*READING TEXT:*
★ ★ ★ ★ ★

DATE: Thursday, July 24, 1997 TAG: 9707240004 SECTION: LOCAL PAGE: B11 EDITION: FINAL TYPE: Opinion SOURCE: PATRICK LACKEY LENGTH: 84 lines
``What were they thinking?''
That was the Page One banner headline on March 28 after Heaven's Gate cultists killed themselves.
Many days, it seems, the same headline should run over half the news stories. ``What were they thinking?''
Last week, for example, state Secretary of Natural Resources Becky Norton Dunlop requested that the federal government help cleanse Northern Virginia air of high ozone levels by having all but essential federal employees in Washington stay home, thus reducing commuter traffic. Federal offices should stay closed, she suggested, until the air cleared.
Figuring that Washington offices must be fairly important to the federal government, I wondered, ``What was she thinking?''
At a time when the federal Environmental Protection Agency accuses Virginia of lax enforcement of environmental laws and threatens to take over the issuance of Virginia environmental permits, the state Cabinet official responsible for protecting the state's natural resources requests that the federal government shut down most of its offices in Washington.
Was she joking or serious? Was she trying to give the feds a taste of their own medicine?
Under an Office of the Governor letterhead, Dunlop noted in a letter to Erskine Bowles, President Clinton's chief of staff, that ozone alerts had been issued for three days in a row in Northern Virginia.
``We believe,'' she wrote, ``this circumstance requires that the federal government demonstrate its commitment and leadership by closing for the day - as it would in a snow emergency - with only essential personnel reporting to work on Wednesday and for the duration of the `code red' conditions.''
The letter was faxed to Bowles on Tuesday evening, July 15, and it requested that the feds declare non-essential offices closed ``as soon as possible, but no later than 6:00 A.M. tomorrow. . . .''
Richmond, too, had had ``code red'' ozone alerts during the same period, but the governor never had state employees stay home. Why, then, should the federal government shut down at the request of a state official from a state that didn't close its own offices during an ozone alert?
Earlier this week I phoned Dunlop to ask the obvious question: ``What were you thinking?''
I assumed she was merely tweaking the federal government's nose, as the Allen administration is so fond of doing.
Or maybe Dunlop thought she had found a novel way to shrink the federal government. As an ardent conservative and rabid protector of private property, she wishes federal government were far smaller and less intrusive.
In our phone conversation, Dunlop denied that she was merely having fun at the expense of the U.S. government.

★ ★ ★ ★ ★

(Collection entries)
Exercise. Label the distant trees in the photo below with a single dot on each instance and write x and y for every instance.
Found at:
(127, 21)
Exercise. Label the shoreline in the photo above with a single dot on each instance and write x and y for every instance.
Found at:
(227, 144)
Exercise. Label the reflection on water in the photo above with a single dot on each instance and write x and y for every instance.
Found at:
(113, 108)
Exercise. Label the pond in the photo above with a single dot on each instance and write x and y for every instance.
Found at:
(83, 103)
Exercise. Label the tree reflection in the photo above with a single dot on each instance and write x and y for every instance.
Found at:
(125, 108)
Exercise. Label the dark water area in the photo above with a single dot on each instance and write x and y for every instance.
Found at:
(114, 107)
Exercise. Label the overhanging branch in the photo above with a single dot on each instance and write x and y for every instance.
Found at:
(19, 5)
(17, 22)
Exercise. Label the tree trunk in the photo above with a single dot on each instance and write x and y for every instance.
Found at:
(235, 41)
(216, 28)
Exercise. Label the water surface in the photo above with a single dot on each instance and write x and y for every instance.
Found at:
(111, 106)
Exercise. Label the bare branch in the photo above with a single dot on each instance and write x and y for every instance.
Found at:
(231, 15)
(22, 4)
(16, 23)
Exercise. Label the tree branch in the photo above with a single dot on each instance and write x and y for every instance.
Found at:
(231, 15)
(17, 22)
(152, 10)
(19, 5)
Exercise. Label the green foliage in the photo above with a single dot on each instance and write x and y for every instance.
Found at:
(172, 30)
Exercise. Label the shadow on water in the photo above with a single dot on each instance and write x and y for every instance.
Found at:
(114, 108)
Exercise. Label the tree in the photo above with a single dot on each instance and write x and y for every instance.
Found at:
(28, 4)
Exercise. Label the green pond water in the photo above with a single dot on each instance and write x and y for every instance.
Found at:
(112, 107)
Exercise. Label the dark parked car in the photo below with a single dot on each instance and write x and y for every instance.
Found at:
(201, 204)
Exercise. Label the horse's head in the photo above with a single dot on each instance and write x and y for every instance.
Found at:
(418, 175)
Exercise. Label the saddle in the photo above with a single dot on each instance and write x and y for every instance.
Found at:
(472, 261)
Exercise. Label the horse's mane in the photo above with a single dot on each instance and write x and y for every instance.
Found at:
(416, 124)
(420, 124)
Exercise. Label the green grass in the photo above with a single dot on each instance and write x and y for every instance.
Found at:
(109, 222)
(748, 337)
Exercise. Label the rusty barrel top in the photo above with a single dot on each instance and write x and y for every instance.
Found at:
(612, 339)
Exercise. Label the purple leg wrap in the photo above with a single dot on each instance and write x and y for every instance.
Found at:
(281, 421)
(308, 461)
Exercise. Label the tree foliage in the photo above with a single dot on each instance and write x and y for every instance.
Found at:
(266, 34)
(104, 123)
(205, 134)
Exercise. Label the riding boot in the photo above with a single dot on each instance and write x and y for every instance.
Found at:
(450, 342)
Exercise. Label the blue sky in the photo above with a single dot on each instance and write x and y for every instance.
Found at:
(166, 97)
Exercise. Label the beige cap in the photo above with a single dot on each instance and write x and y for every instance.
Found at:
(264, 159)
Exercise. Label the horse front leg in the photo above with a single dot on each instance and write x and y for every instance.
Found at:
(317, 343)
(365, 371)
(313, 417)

★ ★ ★ ★ ★

Could you carry on the column about Dunlop's ozone-alert request, picking up right after its last sentence? The records stand apart from the column and are unrelated to it.

*RESULT BELOW:*
``I was serious about them closing the D.C. offices,'' she said. ``My interest is in improving the air quality in Northern Virginia.''
Immediately after faxing the letter to Bowles, Dunlop called the White House. She said she had a teleconference with senior people at the White House, Office of Personnel Management and the EPA. She said she explained that Virginia was looking for ways to relieve the traffic congestion that leads to high ozone levels in certain weather conditions.
She told me her request that federal offices close had nothing to do with the EPA threats against Virginia. ``It's always a shame,'' she said, ``when these things get mushed together. I don't operate that way.''
She denied that her request was intended to pressure the White House to reconsider imposing more stringent ozone standards, though she does question the validity of scientific studies cited in support of tougher air-quality standards.
Although state offices were never closed in Richmond and Northern Virginia, Dunlop said, an ozone alert was issued asking workers to postpone using gas-powered lawn equipment until after dusk and to avoid unnecessary car trips, excessive engine idling and the use of aerosols. Dunlop said state mowing along highways was discontinued during the period of high ozone levels.
Those are helpful steps, but I still wonder, ``What was she thinking?''
Conceivably some good could come of her request to the White House. She has since learned, she said, that the federal government could take lesser steps during the type of hot, muggy weather that contributes to high ozone levels. For example, she said, it might have announced that workers arriving late at their offices would not be penalized, so more people might rely on subways. Or it might have staggered downtown office hours, so traffic was spread out.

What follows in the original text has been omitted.